* start Dataset *

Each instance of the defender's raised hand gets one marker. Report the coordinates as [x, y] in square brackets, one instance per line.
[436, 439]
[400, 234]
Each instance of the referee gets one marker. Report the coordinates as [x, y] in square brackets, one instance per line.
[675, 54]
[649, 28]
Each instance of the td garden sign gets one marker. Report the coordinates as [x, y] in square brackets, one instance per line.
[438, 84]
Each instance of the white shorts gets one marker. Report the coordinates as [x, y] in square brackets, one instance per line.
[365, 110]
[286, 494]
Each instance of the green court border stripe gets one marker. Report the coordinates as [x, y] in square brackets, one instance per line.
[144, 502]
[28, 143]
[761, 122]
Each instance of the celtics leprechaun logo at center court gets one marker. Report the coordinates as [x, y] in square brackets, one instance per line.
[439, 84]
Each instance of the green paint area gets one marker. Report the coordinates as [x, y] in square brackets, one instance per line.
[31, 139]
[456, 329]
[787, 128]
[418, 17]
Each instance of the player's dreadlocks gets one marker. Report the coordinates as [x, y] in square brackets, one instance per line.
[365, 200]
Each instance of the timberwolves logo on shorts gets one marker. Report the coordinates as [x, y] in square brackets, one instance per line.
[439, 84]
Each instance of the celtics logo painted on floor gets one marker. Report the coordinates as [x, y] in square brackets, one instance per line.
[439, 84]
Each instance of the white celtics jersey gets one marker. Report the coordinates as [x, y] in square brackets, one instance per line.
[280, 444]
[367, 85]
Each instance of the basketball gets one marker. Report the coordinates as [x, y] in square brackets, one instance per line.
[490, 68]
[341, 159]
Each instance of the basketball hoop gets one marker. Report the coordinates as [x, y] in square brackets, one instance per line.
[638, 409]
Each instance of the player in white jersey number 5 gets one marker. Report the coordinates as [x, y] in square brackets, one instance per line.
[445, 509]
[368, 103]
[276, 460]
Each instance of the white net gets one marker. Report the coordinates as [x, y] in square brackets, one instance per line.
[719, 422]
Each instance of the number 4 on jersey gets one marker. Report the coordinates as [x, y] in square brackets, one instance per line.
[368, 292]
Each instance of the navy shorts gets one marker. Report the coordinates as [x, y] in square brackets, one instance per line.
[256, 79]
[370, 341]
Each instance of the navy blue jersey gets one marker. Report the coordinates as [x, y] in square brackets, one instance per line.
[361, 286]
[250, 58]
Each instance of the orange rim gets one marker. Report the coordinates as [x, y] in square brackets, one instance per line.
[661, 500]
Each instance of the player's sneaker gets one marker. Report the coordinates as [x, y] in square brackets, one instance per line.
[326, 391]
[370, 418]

* end Dataset *

> **Written task**: Update the rows above by changing every "marker" to "point", keeping everything else the same.

> **Answer to this task**:
Each instance of the defender's raised hand gets one point. Report the coordinates as [x, y] in square brackets, one instance per line.
[436, 439]
[400, 234]
Each instance of the referee gets one point. Report the coordinates as [x, y] in square brackets, one instance per line.
[675, 54]
[649, 28]
Each instance of the td garden sign gets one point. Report the coordinates as [x, y] in square brackets, one instance per line.
[438, 84]
Each instance of the white shorts gets one point. Report the coordinates as [x, y] in square brackets, one instance per line.
[365, 110]
[286, 494]
Each instance of the green court border stripe gets one point. Report the coordinates as [x, y] in square brackets, one instance per line.
[144, 502]
[28, 143]
[761, 122]
Each instance of the celtics leprechaun logo at center court gets one point. Report the coordinates as [x, y] in square brackets, one instance per line.
[439, 84]
Each instance of the green paint area gets one point. Report the coordinates as [x, y] in square brackets, one instance per line.
[31, 139]
[456, 329]
[787, 128]
[418, 17]
Each instance of the player's dreadlocks gets one point. Report the coordinates as [x, y] in square brackets, one instance per line.
[365, 200]
Each instance of the timberwolves logo on shorts gets one point. Report the coordinates as [x, y] in square brackets, one instance per line.
[439, 84]
Each instance of the celtics logo painted on floor gets one point. Report the coordinates as [x, y] in square brackets, one instance per line.
[439, 84]
Each instance of the white celtics jersey gets one point. Report the coordinates as [x, y] in square brackets, one instance per line.
[280, 444]
[367, 85]
Each instance of the basketball gets one point. Report the coordinates as [x, y] in square brackets, one instance per line.
[490, 68]
[341, 159]
Each instance of the basketball hoop gets one point. Report the coordinates as [x, y] in square brackets, one instance per line.
[638, 409]
Each instance of the player in white jersey number 5 gets one point. Report the coordinates as [x, y] in square brackets, one instance per line.
[445, 509]
[368, 103]
[276, 460]
Each instance of the white net gets one point. Report the coordinates as [x, y] in square brackets, one instance per line.
[719, 422]
Each instance of the number 4 on jersey gets one point. Report the coordinates as [x, y] in square brackets, one instance per line.
[368, 292]
Each instance of the navy shorts gets one point. Report the coordinates as [x, y] in square brackets, one instance per line.
[256, 79]
[370, 341]
Each instance of the navy blue jersey gets one point. Report the coordinates as [x, y] in square brackets, one instance per line.
[361, 286]
[250, 58]
Each instance of the orange rim gets one point. Report the coordinates as [x, y] in square brackets, one instance per line.
[661, 500]
Each instance of the player's sneaker gets one point. Report the coordinates as [x, y] in square brackets, one instance per line.
[326, 391]
[370, 418]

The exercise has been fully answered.